§ Excerpt provided
• • • • • • •

Reputation: 348
Out of a string like this "A B c de F G A"
I would like to get the following list: ["A B", "F G A"]
. That means, I need to get all the sequences of uppercase words.
I tried something like this:
text = "A B c de F G A"
result = []
for i, word in enumerate(text.split()):
if word[0].isupper():
s = ""
while word[0].isupper():
s += word
i += 1
word = text[i]
result.append(s)
But it produces a the following output: ['A', 'BB', 'F', 'G', 'A']
I suppose it happens because you can't skip a list element by just incrementing i
. How can I avoid this situation and get the right output?
Upvotes: 0
Views: 4081
Reputation: 165
The following example will extract all uppercase words following each other from a string:
string="A B c de F G A"
import re
[val for val in re.split('[a-z]*',string.strip()) if val != " "]
Upvotes: 0
Reputation: 22314
You can use re.split
to split a string with a regex.
import re
def get_upper_sequences(s):
return re.split(r'\s+[a-z][a-z\s]*', s)
>>> get_upper_sequences( "A B c de F G A")
['A B', 'F G A']
Upvotes: 1
Reputation: 43504
Here is solution without itertools
or re
:
def findTitles(text):
filtered = " ".join([x if x.istitle() else " " for x in text.split()])
return [y.strip() for y in filtered.split(" ") if y]
print(findTitles(text="A B c de F G A"))
#['A B', 'F G A']
print(findTitles(text="A Bbb c de F G A"))
#['A Bbb', 'F G A']
Upvotes: 0
Reputation: 71451
You can use itertools.groupby
:
import itertools
s = "A B c de F G A"
new_s = [' '.join(b) for a, b in itertools.groupby(s.split(), key=str.isupper) if a]
Output:
['A B', 'F G A']
Upvotes: 7

• • • • • • •

§ Required work
A) In the thread about collecting runs of uppercase words, which Python function does the answer with 7 upvotes use?
B) Duplicate the portion of the thread between "But it produces" and "the right output?", inclusive.

§ Data section

• • • • • • •

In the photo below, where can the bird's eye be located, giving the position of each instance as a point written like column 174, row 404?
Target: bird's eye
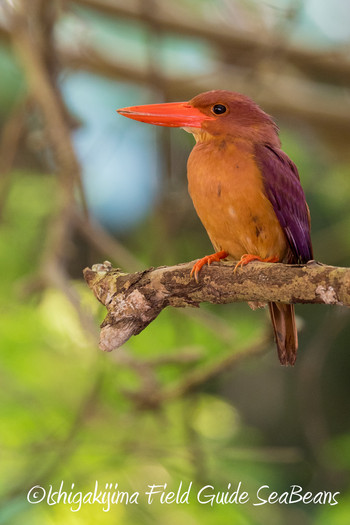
column 219, row 109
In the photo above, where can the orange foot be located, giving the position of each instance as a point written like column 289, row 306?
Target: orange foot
column 248, row 257
column 208, row 259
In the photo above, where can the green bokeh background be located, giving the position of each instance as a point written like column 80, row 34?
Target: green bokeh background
column 70, row 412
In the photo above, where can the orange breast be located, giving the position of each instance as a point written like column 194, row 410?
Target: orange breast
column 227, row 191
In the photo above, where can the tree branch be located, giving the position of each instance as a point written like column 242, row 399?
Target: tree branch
column 135, row 300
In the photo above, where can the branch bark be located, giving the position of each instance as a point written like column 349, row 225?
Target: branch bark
column 135, row 300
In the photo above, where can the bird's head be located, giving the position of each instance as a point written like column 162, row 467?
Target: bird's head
column 212, row 114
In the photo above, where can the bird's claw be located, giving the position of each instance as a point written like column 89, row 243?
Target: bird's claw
column 248, row 257
column 208, row 259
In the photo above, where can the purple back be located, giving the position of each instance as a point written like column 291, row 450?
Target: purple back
column 283, row 189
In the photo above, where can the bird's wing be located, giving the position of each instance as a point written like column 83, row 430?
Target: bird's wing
column 284, row 191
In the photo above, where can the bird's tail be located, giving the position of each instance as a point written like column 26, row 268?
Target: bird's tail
column 286, row 335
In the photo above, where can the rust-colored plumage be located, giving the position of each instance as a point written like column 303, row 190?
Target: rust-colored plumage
column 245, row 189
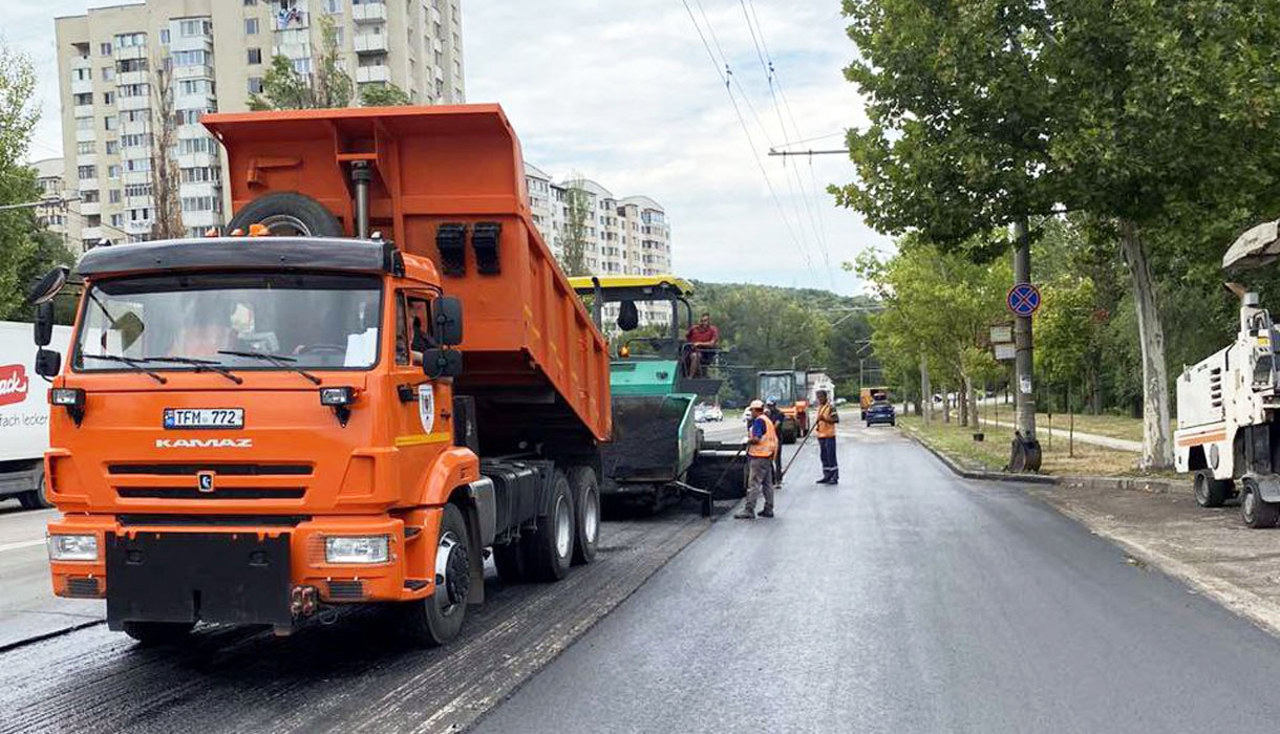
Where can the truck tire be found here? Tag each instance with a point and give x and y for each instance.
(1211, 492)
(288, 214)
(510, 561)
(551, 547)
(586, 513)
(156, 633)
(437, 619)
(1255, 511)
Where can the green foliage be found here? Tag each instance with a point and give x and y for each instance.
(385, 95)
(18, 227)
(572, 240)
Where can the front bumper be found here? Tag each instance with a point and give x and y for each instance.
(184, 569)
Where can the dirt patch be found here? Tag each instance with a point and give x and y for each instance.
(1211, 550)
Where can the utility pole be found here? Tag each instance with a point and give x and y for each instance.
(1025, 454)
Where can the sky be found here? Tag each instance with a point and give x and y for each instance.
(627, 94)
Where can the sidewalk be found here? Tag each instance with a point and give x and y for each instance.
(1104, 441)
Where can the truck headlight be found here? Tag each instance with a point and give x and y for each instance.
(357, 548)
(72, 547)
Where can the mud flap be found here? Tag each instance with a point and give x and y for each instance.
(229, 578)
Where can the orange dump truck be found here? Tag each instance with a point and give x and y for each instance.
(352, 409)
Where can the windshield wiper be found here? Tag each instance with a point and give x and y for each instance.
(132, 363)
(278, 360)
(201, 365)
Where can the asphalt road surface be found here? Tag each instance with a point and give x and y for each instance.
(905, 600)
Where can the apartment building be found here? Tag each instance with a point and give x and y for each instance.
(627, 236)
(127, 69)
(62, 219)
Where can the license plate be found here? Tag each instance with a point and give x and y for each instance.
(204, 418)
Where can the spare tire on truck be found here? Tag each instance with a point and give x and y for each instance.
(288, 214)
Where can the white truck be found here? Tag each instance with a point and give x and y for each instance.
(23, 414)
(1228, 405)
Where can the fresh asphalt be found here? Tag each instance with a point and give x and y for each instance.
(905, 600)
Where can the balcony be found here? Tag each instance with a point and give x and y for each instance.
(369, 13)
(132, 78)
(370, 44)
(124, 53)
(373, 74)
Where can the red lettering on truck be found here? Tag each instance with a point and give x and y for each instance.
(13, 383)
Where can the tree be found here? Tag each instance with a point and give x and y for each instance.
(284, 89)
(333, 82)
(384, 95)
(18, 227)
(1133, 112)
(165, 174)
(572, 238)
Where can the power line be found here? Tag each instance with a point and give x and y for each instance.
(741, 121)
(796, 187)
(813, 210)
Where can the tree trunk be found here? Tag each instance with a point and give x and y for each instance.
(926, 391)
(1157, 450)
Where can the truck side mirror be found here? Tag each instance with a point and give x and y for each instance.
(447, 313)
(44, 323)
(442, 363)
(48, 363)
(48, 286)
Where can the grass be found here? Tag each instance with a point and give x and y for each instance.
(1110, 425)
(992, 454)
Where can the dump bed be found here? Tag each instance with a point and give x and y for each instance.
(448, 183)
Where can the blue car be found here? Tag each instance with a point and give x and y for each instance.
(881, 413)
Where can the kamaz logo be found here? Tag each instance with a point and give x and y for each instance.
(204, 443)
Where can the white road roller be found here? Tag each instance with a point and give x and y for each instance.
(1228, 405)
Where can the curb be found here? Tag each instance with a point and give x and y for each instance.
(1128, 483)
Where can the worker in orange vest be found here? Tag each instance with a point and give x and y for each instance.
(762, 442)
(824, 425)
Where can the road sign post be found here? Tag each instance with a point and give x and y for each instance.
(1023, 300)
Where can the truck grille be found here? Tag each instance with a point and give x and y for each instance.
(224, 493)
(346, 591)
(220, 469)
(83, 588)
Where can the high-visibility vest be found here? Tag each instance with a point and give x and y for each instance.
(823, 427)
(768, 443)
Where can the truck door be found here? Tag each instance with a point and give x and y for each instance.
(420, 432)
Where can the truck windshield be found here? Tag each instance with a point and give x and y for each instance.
(304, 319)
(777, 386)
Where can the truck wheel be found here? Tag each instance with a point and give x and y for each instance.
(1255, 511)
(437, 619)
(288, 214)
(156, 633)
(586, 513)
(510, 561)
(551, 547)
(1211, 492)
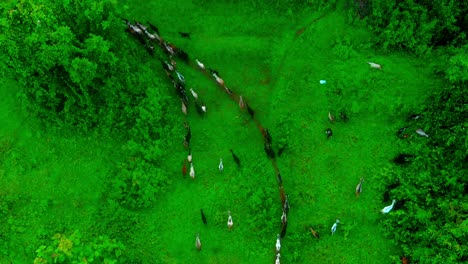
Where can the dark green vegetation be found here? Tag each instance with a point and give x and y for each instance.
(91, 132)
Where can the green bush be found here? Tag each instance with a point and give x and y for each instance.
(74, 249)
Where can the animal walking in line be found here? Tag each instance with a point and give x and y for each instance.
(236, 159)
(314, 233)
(230, 223)
(387, 209)
(218, 79)
(153, 27)
(183, 107)
(278, 244)
(333, 229)
(269, 151)
(359, 187)
(198, 242)
(375, 65)
(203, 107)
(192, 171)
(180, 77)
(241, 102)
(386, 195)
(267, 136)
(195, 95)
(188, 136)
(228, 91)
(184, 168)
(250, 110)
(343, 116)
(286, 204)
(284, 228)
(200, 64)
(185, 35)
(329, 132)
(220, 166)
(203, 217)
(284, 218)
(279, 178)
(282, 196)
(277, 261)
(331, 117)
(421, 133)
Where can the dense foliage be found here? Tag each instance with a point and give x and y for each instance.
(432, 226)
(414, 25)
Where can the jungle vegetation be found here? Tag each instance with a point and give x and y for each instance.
(84, 81)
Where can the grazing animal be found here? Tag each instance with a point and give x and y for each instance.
(388, 208)
(241, 102)
(180, 77)
(218, 79)
(167, 66)
(267, 136)
(250, 110)
(184, 168)
(404, 260)
(333, 229)
(153, 27)
(284, 218)
(230, 223)
(374, 65)
(183, 107)
(182, 55)
(415, 116)
(203, 217)
(278, 244)
(284, 228)
(195, 95)
(282, 196)
(314, 233)
(185, 35)
(200, 64)
(421, 133)
(213, 71)
(189, 157)
(343, 116)
(188, 136)
(403, 159)
(198, 242)
(386, 195)
(399, 204)
(198, 107)
(286, 204)
(169, 48)
(281, 150)
(192, 171)
(269, 151)
(220, 166)
(142, 27)
(203, 107)
(359, 187)
(279, 178)
(236, 159)
(228, 91)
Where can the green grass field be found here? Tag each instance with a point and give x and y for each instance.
(56, 178)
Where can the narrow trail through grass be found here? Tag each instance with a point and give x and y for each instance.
(59, 177)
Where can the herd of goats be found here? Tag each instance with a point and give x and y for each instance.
(149, 36)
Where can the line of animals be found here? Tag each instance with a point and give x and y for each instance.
(148, 39)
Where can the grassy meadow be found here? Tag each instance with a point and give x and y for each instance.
(55, 180)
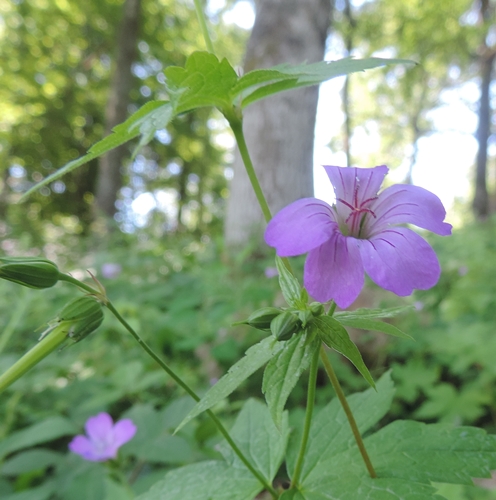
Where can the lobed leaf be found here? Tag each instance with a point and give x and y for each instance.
(255, 357)
(258, 438)
(284, 370)
(335, 336)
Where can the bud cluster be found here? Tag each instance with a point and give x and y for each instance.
(284, 323)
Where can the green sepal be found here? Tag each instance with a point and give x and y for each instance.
(32, 272)
(335, 336)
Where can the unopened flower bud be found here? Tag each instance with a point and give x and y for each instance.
(317, 308)
(284, 325)
(32, 272)
(82, 316)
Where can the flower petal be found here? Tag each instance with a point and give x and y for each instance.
(399, 260)
(335, 271)
(124, 431)
(81, 445)
(99, 428)
(355, 185)
(300, 227)
(401, 204)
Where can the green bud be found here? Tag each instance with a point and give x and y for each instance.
(317, 308)
(32, 272)
(284, 325)
(305, 317)
(81, 316)
(261, 319)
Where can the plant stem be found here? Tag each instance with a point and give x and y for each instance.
(179, 381)
(203, 26)
(312, 380)
(237, 128)
(349, 415)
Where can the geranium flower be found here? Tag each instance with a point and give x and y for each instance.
(103, 438)
(359, 233)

• • • • • • •

§ Solutions per task
A) itertools.groupby

B)
But it produces a the following output: ['A', 'BB', 'F', 'G', 'A']
I suppose it happens because you can't skip a list element by just incrementing i
. How can I avoid this situation and get the right output?